Problem: All of the data should be given again word for word, though the images are to be left out.

*** Material provided ***

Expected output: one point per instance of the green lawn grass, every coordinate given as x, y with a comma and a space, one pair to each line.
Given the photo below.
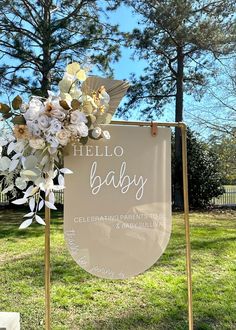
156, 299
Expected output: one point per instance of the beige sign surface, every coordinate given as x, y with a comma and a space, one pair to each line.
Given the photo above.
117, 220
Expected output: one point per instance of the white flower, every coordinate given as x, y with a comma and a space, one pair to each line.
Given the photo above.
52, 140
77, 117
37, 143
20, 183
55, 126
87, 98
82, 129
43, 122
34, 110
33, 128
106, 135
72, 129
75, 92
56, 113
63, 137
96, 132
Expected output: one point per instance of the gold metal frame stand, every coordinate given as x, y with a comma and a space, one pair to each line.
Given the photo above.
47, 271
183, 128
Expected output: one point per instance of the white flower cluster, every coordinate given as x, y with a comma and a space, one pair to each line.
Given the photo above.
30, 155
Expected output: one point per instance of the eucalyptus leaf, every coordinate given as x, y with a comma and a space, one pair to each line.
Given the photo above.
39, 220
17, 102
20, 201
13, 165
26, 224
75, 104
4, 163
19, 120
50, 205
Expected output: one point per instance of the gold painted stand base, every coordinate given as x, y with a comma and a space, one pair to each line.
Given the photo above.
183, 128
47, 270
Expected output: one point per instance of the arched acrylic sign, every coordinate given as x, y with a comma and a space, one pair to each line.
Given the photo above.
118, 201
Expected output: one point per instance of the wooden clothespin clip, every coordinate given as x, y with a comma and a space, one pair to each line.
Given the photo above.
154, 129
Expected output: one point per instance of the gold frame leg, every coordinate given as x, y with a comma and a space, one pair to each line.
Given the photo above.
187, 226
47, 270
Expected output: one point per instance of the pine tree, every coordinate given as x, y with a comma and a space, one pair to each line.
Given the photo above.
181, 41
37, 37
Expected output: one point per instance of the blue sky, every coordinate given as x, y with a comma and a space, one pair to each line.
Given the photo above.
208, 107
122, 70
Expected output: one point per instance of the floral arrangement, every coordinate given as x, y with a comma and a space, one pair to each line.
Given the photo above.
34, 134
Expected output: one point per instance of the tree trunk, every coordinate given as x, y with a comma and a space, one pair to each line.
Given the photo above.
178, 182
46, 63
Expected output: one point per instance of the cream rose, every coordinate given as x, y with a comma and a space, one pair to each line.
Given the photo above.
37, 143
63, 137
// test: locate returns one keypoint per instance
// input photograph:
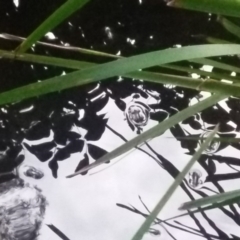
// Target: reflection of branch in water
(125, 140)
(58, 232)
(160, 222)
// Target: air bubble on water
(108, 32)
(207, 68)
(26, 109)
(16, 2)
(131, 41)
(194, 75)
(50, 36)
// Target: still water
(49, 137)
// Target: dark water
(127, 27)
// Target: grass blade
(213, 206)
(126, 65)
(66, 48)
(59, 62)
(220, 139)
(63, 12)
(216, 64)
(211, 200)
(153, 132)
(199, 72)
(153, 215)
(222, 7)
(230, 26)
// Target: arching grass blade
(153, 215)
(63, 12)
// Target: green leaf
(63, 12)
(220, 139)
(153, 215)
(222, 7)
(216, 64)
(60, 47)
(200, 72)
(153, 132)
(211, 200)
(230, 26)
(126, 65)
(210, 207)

*** End of Material provided ***

Solved exercise:
Expected output: one point per instance of the green lawn grass, every coordinate given as x, y with a comma and a space, one pair to each line.
Given the photo below.
156, 299
Expected output: one point per instance of the beige sign surface, every coordinate given as x, y with a comma and a space, one pair to each line.
Given the photo above.
117, 220
Expected output: one point per instance of the white flower, every coordinate given as x, y with a comma and a space, one pair to each line.
Given the photo above.
52, 140
77, 117
37, 143
20, 183
55, 126
87, 98
82, 129
43, 122
34, 110
33, 128
106, 135
72, 129
75, 92
56, 113
63, 137
96, 132
Expected output: one point per instance of the gold metal frame stand, every coordinate given as x, y with a comma and a space, one pair to each line.
Given the photo above.
47, 271
183, 128
Expected output: one point per instance of the white flower cluster, every coordinate given as x, y with a comma and a space, one pair to each line.
Given the photo above.
30, 155
Expected output: one point per instance of the eucalyptus leaf, every coordinate given as x, y with a comma and a space, one pair to each line.
Given the photo above.
39, 220
17, 102
20, 201
13, 165
26, 224
75, 104
4, 163
19, 120
50, 205
Expected output: one point per instance of the gold painted stand base, every coordinate given as x, y with a comma and a space, one pair to each line.
Given the photo above.
183, 128
47, 270
Expected output: one point per instance of the arched acrylic sign, every coordinate given as x, y with a comma and a space, one pair to each line.
Given the photo above.
118, 201
Expected output: one point per instance of the wooden clothespin clip, every coordinate given as x, y with a comma and a space, one pair to each line.
Given the photo above.
154, 129
Expected output: one point per instance of the gold frame leg, every coordinate given as x, y with a comma and a space, one pair to each line.
Given the photo above.
187, 226
47, 270
Expected output: one point per instance of the pine tree, every coordinate given as x, y with a comma and a space, one pair to each line.
Given the photo above.
181, 41
37, 37
Expected output: one point per instance of the blue sky, every coordinate given as x, y with a comma and a space, one pair to each line.
Given the photo above.
208, 107
122, 70
Expected output: one point per instance of the floral arrangement, every coordinate given as x, y with a comma and a space, one pair to each line.
Given the photo above.
34, 134
Expected output: one point per instance of the tree trunk, every coordinate given as x, y with a comma and a space, one pair to each line.
Given the photo above.
178, 182
46, 63
Expected output: one point per instance of the cream rose, every coordinate given as x, y with a comma and a space, one pair to each line.
Given the photo above.
37, 143
63, 137
// test: locate returns one keypoint per instance
// input photograph:
// Target: reflection of branch in water
(125, 140)
(58, 232)
(160, 222)
// Target: air bubble on water
(108, 32)
(207, 68)
(26, 109)
(16, 2)
(131, 41)
(194, 75)
(50, 36)
// Target: still water
(49, 137)
// Target: dark water
(127, 27)
// Target: grass blade
(213, 206)
(126, 65)
(66, 48)
(59, 62)
(220, 139)
(63, 12)
(216, 64)
(211, 200)
(153, 132)
(199, 72)
(153, 215)
(222, 7)
(230, 26)
// Target: arching grass blade
(153, 215)
(63, 12)
// Target: green leaf
(63, 12)
(220, 139)
(153, 215)
(222, 7)
(216, 64)
(60, 47)
(200, 72)
(153, 132)
(211, 200)
(230, 26)
(126, 65)
(210, 207)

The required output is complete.